◆ Short problem
Write out each of the rows below word for word, in the order given.

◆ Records
--- BEGIN ---

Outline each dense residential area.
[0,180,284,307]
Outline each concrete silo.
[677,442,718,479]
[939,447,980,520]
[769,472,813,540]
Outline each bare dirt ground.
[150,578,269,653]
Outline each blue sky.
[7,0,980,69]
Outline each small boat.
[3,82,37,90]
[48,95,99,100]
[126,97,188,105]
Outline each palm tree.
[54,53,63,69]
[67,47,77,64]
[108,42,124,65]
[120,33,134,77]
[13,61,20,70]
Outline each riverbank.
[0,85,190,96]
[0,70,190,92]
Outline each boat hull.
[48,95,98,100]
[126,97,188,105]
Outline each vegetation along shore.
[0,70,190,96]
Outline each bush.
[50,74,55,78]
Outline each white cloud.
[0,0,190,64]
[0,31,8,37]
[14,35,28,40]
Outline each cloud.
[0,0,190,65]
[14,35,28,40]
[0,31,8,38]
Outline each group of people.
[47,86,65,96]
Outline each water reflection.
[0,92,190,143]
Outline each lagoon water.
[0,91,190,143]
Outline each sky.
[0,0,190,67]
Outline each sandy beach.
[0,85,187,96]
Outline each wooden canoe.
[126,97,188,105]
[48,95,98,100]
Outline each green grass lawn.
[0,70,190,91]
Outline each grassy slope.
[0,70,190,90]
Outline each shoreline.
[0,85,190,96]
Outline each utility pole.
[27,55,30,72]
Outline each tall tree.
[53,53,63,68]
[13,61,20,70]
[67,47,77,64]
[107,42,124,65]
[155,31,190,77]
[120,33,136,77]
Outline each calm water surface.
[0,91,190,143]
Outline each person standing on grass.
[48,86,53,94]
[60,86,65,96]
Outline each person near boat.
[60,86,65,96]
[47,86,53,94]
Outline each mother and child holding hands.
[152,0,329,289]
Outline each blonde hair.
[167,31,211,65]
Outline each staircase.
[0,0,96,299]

--- END ---

◆ Completed task
Outline each dense residential area.
[0,180,284,307]
Outline each concrete silo.
[677,442,718,479]
[939,447,980,520]
[769,472,813,540]
Outline each bare dirt ground.
[150,578,269,653]
Outline each blue sky.
[7,0,980,69]
Outline each small boat.
[3,82,37,90]
[48,95,99,100]
[126,97,188,105]
Outline each palm tree.
[54,53,63,69]
[67,47,77,64]
[108,42,124,65]
[120,33,134,77]
[13,61,20,70]
Outline each riverbank.
[0,85,190,96]
[0,70,190,92]
Outline each boat hull.
[48,95,98,100]
[126,97,188,105]
Outline each vegetation along shore.
[0,70,190,96]
Outline each bush.
[50,74,55,78]
Outline each white cloud.
[0,0,190,64]
[0,31,8,37]
[14,35,28,40]
Outline each cloud.
[0,0,190,65]
[14,35,28,40]
[0,31,8,38]
Outline each group of people.
[47,86,65,96]
Outline each water reflection.
[0,92,190,143]
Outline each lagoon water.
[0,91,190,143]
Outline each sky.
[0,0,190,67]
Outline each sandy beach.
[0,85,187,96]
Outline each wooden canoe.
[126,97,188,105]
[48,95,98,100]
Outline each green grass lawn.
[0,70,190,91]
Outline each grassy slope.
[0,70,190,90]
Outline each shoreline.
[0,85,190,96]
Outline each utility pole.
[27,55,30,72]
Outline each tall tree.
[53,53,63,68]
[13,61,20,70]
[67,47,77,64]
[107,42,124,65]
[155,31,190,77]
[120,33,136,77]
Outline each calm water surface.
[0,91,190,143]
Outline each person standing on grass.
[48,86,53,94]
[60,86,65,96]
Outline each person near boat.
[60,86,65,96]
[47,86,53,94]
Outline each mother and child holding hands.
[152,0,329,289]
Outline each blonde hair.
[167,31,211,65]
Outline each staircase.
[0,0,96,299]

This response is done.